======== EXERCISE INPUTS ========

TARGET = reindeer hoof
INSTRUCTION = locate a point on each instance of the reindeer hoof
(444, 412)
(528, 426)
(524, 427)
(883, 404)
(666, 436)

========

WORK INSTRUCTIONS -
A verbatim output of all the data above is needed.

RESPONSE -
TARGET = reindeer hoof
INSTRUCTION = locate a point on each instance of the reindeer hoof
(444, 412)
(528, 426)
(524, 427)
(883, 404)
(666, 436)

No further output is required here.